Browser icon

Browser

A node to run a headless browser and take screenshots or PDF

Actions3

Overview

The Browser node with Resource Page and Operation HTML is designed to automate the process of loading a web page in a headless browser (using Puppeteer), optionally customizing the browsing environment, and extracting the full HTML content of the page. This node is particularly useful for scenarios where you need to:

  • Scrape or archive the rendered HTML of dynamic web pages (including those requiring JavaScript execution).
  • Automate website testing or monitoring by capturing the final DOM after all scripts/styles have loaded.
  • Pre-render single-page applications or other JS-heavy sites for SEO or further processing.

Practical examples:

  • Extracting the HTML of a product page after all client-side rendering has completed.
  • Capturing the state of a dashboard or report page for archiving or analysis.
  • Fetching the HTML output of a page that requires custom headers, cookies, or injected scripts/styles.

[List of tasks]
**a.** Translate this sentence from the Browser node overview into Spanish: "The Browser node with Resource Page and Operation HTML is designed to automate the process of loading a web page in a headless browser (using Puppeteer), optionally customizing the browsing environment, and extracting the full HTML content of the page."
**b.** According to the Browser node overview, what tool does the node use to load a web page in a headless browser?
**c.** Write a continuation of the Browser node overview, starting after its final practical example.

[Information supplied]
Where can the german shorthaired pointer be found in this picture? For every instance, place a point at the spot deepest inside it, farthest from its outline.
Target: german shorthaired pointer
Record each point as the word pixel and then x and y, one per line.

[Results for the exercise]
**a.** El nodo Browser con el recurso Page y la operación HTML está diseñado para automatizar el proceso de cargar una página web en un navegador sin interfaz gráfica (mediante Puppeteer), personalizar opcionalmente el entorno de navegación y extraer el contenido HTML completo de la página.

**b.** Puppeteer.

**c.**
Properties

Name Type Meaning
Target URL string The URL of the web page to load and extract HTML from.
Options collection Additional settings to control browser behavior (see below for sub-options).
└ Timeout number Maximum time (ms) to wait for the page to load.
└ User-Agent string Custom user agent string for the browser session.
└ Element string CSS selector to wait for before proceeding (ensures element is visible before extraction).
└ Clip to Element? boolean Whether to clip screenshots to a specific element (not relevant for HTML operation).
└ Full Page? boolean Whether to capture the entire page or just the viewport (not relevant for HTML operation).
└ Disable Javascript? boolean If true, disables JavaScript execution on the page.
└ Scroll To string CSS selector of an element to scroll into view before extraction.
└ Javascript Code string Custom JavaScript code to execute in the page context; result is included in output.
└ Headers collection List of HTTP headers to send with the request.
└ Styles collection List of style tags (by URL or content) to inject into the page before rendering.
└ Scripts collection List of script tags (by URL or content) to inject before rendering.
Viewport collection Settings for browser viewport size and device emulation.
└ Width number Width of the browser viewport in pixels.
└ Height number Height of the browser viewport in pixels.
└ Scale Factor number Device scale factor (for HiDPI/Retina emulation).
└ Is Mobile boolean Emulate mobile device if true.
└ Is Touchscreen boolean Emulate touchscreen if true.
└ Is Lansdcape boolean Use landscape orientation if true.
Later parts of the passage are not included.